# What you will do
Go line by line through the entries below and copy those containing the string "foliage".

# Extracted material
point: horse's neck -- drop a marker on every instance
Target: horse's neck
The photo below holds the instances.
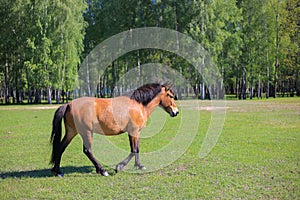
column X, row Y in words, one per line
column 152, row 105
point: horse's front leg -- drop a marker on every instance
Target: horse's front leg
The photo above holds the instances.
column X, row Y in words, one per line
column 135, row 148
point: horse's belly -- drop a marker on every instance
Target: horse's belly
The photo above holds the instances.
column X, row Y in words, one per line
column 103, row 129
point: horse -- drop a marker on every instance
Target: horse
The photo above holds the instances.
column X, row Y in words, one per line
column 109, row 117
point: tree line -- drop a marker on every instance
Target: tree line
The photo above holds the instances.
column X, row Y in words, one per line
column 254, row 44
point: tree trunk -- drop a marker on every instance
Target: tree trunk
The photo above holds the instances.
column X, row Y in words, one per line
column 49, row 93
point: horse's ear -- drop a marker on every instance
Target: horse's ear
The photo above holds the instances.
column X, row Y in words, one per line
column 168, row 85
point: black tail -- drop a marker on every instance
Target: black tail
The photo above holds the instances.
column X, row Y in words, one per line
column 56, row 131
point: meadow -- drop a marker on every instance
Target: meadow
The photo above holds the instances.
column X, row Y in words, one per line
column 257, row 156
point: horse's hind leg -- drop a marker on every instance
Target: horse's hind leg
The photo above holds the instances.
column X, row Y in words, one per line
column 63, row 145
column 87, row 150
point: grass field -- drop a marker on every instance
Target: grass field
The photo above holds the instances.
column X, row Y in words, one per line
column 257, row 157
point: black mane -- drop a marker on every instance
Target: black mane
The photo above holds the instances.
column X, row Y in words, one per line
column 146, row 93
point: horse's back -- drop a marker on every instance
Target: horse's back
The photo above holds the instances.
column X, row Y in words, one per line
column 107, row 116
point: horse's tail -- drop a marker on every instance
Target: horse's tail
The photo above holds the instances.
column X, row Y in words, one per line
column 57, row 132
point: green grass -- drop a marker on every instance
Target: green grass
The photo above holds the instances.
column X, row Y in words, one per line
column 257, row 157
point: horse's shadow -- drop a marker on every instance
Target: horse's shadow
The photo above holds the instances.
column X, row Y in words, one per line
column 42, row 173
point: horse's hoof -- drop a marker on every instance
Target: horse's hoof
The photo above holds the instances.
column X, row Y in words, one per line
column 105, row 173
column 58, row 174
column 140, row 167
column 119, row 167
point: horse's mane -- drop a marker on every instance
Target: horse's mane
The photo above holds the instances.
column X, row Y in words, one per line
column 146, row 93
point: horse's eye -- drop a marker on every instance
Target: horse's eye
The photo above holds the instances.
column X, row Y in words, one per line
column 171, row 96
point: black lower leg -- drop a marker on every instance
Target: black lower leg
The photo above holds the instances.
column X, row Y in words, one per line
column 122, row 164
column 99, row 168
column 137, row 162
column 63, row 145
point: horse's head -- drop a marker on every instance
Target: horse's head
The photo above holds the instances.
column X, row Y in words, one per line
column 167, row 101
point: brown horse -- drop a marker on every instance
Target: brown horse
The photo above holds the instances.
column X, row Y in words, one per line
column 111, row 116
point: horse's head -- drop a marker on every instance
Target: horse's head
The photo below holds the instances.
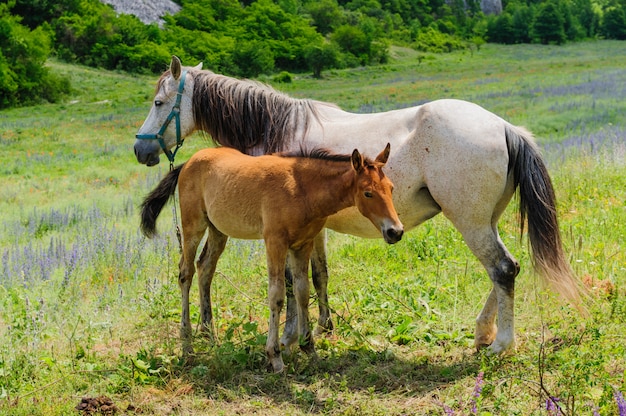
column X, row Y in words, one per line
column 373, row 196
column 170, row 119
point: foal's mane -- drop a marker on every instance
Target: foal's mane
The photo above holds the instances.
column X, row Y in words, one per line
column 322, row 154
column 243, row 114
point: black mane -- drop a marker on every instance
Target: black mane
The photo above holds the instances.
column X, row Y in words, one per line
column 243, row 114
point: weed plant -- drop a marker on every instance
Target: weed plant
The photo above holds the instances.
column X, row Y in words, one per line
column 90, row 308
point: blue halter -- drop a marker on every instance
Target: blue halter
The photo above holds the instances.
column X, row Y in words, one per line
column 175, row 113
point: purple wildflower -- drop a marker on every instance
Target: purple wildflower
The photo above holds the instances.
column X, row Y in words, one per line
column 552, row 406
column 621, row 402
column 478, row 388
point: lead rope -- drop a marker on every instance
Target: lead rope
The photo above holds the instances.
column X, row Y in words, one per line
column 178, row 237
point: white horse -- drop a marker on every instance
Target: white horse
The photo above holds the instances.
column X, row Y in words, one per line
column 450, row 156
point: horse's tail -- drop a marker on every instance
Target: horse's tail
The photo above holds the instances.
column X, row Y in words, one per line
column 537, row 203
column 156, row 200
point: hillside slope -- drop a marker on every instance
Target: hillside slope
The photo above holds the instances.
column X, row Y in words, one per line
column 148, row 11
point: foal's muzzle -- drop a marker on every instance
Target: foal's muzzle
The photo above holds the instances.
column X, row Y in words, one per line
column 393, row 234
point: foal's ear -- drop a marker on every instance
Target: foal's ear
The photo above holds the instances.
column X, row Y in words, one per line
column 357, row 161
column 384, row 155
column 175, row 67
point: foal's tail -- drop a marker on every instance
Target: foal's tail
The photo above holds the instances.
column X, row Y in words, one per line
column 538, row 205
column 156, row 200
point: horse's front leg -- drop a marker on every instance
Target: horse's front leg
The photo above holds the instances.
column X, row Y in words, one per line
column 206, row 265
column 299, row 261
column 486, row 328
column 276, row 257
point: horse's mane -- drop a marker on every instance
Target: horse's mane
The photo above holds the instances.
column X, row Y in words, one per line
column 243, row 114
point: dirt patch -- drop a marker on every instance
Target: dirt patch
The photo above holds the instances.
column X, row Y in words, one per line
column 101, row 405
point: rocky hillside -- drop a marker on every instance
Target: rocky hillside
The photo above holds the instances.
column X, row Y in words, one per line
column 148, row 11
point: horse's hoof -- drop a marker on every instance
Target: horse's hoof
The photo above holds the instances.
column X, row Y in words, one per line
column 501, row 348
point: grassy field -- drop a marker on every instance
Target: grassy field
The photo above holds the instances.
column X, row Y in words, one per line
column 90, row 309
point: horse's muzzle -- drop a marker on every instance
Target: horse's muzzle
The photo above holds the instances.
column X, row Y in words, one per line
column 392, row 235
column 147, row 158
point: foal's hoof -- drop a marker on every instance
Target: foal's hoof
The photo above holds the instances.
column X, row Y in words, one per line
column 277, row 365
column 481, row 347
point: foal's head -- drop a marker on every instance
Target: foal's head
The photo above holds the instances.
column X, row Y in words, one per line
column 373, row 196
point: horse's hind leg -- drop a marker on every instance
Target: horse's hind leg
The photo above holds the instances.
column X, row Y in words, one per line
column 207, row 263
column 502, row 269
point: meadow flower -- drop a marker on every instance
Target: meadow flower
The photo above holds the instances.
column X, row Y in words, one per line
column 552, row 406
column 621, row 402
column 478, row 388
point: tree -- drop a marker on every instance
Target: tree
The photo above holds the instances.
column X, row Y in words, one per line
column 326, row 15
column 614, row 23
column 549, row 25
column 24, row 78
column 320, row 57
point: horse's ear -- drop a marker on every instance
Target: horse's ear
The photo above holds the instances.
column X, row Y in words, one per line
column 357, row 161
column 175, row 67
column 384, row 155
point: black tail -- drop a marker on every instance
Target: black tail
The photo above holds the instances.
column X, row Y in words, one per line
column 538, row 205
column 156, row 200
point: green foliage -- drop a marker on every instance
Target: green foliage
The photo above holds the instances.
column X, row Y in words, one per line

# Response to the task
point: green foliage -- drop a marker on every instance
Target: green foliage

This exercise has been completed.